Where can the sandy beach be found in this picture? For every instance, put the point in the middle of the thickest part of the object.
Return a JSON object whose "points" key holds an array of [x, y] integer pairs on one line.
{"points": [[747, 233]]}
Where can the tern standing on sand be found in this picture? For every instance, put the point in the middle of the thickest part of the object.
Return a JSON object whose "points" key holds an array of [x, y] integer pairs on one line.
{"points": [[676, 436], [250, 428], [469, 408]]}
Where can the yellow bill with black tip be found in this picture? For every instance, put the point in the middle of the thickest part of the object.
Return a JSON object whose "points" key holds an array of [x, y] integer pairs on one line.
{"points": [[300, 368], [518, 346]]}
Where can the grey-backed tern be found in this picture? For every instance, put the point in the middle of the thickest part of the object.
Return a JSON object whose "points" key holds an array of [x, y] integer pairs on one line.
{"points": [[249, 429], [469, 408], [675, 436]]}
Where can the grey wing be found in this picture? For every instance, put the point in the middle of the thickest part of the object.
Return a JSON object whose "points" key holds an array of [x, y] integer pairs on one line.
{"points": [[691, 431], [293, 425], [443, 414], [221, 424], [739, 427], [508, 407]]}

* _Stated goal_
Rewrite the rows starting with the line containing "Where can the yellow" and going on through the end of the rows, replacing "thickest part" with "widest part" and leaving everything else unchanged.

* _Exercise response_
Where can the yellow bill with black tip be found in this picture? For every instance, put the point in the middle of the widest part of the object.
Return a JSON object whose "points" key holds an array of [x, y] integer pairs on one line.
{"points": [[300, 368], [518, 346]]}
Where can the grey-backed tern be found in this picture? For every instance, put the point in the middle of the widest part of the object.
Return a JSON object whose "points" key holds an array of [x, y] integer pairs on one line.
{"points": [[249, 429], [469, 408], [675, 436]]}
Where can the grey wing be found in this picture? For every instance, put the point in the middle of the widest part of the object.
Return a JSON object whose "points" key holds an array of [x, y] integer pairs on one line.
{"points": [[691, 431], [293, 425], [443, 414], [221, 424], [739, 427], [508, 407]]}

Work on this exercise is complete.